_RECORDS SHOWN_
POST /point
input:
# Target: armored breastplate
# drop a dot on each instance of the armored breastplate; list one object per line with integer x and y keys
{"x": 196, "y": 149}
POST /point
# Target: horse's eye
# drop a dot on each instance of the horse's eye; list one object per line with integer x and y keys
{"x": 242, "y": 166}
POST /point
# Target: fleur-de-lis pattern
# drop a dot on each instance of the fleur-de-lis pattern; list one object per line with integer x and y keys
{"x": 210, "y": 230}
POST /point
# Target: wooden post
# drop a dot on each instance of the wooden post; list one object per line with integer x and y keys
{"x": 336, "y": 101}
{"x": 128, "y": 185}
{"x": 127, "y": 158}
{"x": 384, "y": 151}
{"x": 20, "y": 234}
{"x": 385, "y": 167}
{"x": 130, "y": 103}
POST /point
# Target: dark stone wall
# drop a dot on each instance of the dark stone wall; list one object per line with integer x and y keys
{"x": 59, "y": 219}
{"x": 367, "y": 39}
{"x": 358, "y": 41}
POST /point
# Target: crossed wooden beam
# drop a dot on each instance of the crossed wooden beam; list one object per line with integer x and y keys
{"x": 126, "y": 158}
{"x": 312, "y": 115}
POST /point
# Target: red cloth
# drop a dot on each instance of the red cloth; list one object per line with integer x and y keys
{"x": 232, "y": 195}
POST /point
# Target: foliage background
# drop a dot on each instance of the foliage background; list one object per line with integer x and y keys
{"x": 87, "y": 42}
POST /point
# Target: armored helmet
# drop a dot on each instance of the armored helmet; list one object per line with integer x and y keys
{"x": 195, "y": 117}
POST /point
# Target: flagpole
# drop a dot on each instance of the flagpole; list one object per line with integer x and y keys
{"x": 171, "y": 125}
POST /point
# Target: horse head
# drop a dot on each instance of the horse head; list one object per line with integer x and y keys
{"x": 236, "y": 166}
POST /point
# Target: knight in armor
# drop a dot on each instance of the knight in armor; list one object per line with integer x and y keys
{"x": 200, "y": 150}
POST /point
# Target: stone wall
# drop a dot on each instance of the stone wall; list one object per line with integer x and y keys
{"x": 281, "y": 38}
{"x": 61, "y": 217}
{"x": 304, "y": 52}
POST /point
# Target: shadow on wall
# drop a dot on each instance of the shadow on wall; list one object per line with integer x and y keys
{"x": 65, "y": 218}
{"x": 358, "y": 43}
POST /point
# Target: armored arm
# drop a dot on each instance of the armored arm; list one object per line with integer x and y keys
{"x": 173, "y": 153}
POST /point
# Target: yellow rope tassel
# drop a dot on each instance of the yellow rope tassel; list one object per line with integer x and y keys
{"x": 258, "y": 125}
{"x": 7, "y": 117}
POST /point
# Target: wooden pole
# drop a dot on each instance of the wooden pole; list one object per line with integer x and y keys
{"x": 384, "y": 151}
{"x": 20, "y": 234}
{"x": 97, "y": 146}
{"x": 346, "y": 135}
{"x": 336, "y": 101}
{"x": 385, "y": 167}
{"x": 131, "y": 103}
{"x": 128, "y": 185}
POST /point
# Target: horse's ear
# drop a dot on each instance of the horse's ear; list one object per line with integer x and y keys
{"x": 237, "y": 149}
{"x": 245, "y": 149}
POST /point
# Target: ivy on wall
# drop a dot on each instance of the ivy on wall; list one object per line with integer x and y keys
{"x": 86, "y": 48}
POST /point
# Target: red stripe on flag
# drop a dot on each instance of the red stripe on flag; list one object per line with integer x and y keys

_WHAT NEEDS TO BE DONE_
Output the listing above in its entirety, exactly as given.

_ANSWER_
POST /point
input:
# Target: armored breastplate
# drop a dot on each instance of the armored breastplate; list one object per line with integer x and y keys
{"x": 196, "y": 149}
POST /point
# Target: horse's eye
# drop a dot on each instance of the horse's eye; list one object per line with integer x and y keys
{"x": 242, "y": 166}
POST /point
# Target: fleur-de-lis pattern
# drop a dot on each instance of the fleur-de-lis pattern; list one object per line with integer x and y keys
{"x": 210, "y": 230}
POST /point
# Target: wooden post
# drop a dot on each instance of the wooden post; list one object per line with integer x and y keys
{"x": 336, "y": 101}
{"x": 128, "y": 185}
{"x": 127, "y": 158}
{"x": 384, "y": 151}
{"x": 20, "y": 234}
{"x": 385, "y": 167}
{"x": 130, "y": 103}
POST /point
# Target: dark stone wall
# drop a dot on each instance of the dark stone wall; list one object per line with integer x and y keys
{"x": 59, "y": 219}
{"x": 367, "y": 39}
{"x": 358, "y": 41}
POST /point
# Target: crossed wooden beam
# drop a dot on each instance of the crossed wooden beam; list one object per line with integer x and y keys
{"x": 126, "y": 158}
{"x": 312, "y": 115}
POST /point
# Target: red cloth
# drop a dot on each instance of the red cloth; list one object per line with integer x and y keys
{"x": 232, "y": 195}
POST /point
# Target: foliage background
# drop a dot on each instance of the foliage background; list one object per line with integer x and y keys
{"x": 87, "y": 42}
POST /point
# Target: armored helmet
# drop a dot on each instance of the armored helmet; list one object per line with integer x and y keys
{"x": 195, "y": 117}
POST /point
# Target: flagpole
# drop a dot on each instance of the flagpole; list one object per line with integer x and y keys
{"x": 171, "y": 125}
POST /point
# Target: horse head
# drop a dot on each instance of the horse head; list one object per line with integer x and y keys
{"x": 236, "y": 166}
POST /point
# Target: knight in armor
# drop a dot on each instance of the knight in armor; list one object per line with integer x and y keys
{"x": 200, "y": 150}
POST /point
# Target: stone wall
# drop a dot on each instance of the stone wall; list one object per line with integer x and y keys
{"x": 281, "y": 38}
{"x": 61, "y": 217}
{"x": 304, "y": 52}
POST /point
# Target: shadow on wall
# drop a dot on each instance of the shadow on wall; list one object per line with integer x and y keys
{"x": 65, "y": 218}
{"x": 358, "y": 43}
POST /point
# Target: armored arm
# drop a dot on each instance of the armored arm; list one object per line with integer x and y keys
{"x": 173, "y": 153}
POST /point
# Target: yellow rope tassel
# drop a dot on each instance of the yellow rope tassel; list one object per line with integer x and y keys
{"x": 258, "y": 125}
{"x": 7, "y": 117}
POST /point
# Target: wooden pole
# drop a dot on each instance of the wooden pole; list one object per line with integer x and y keys
{"x": 384, "y": 151}
{"x": 20, "y": 234}
{"x": 97, "y": 146}
{"x": 346, "y": 135}
{"x": 336, "y": 101}
{"x": 385, "y": 167}
{"x": 131, "y": 103}
{"x": 128, "y": 185}
POST /point
# Target: horse's ear
# drop a dot on each instance of the horse's ear; list one object per line with integer x and y keys
{"x": 237, "y": 149}
{"x": 245, "y": 149}
POST /point
# Target: ivy on wall
# drop a dot on each instance of the ivy on wall; list one object per line with integer x and y keys
{"x": 86, "y": 48}
POST /point
# Target: red stripe on flag
# drop a dot on each instance of the red stripe on flag; list one object per line with integer x and y keys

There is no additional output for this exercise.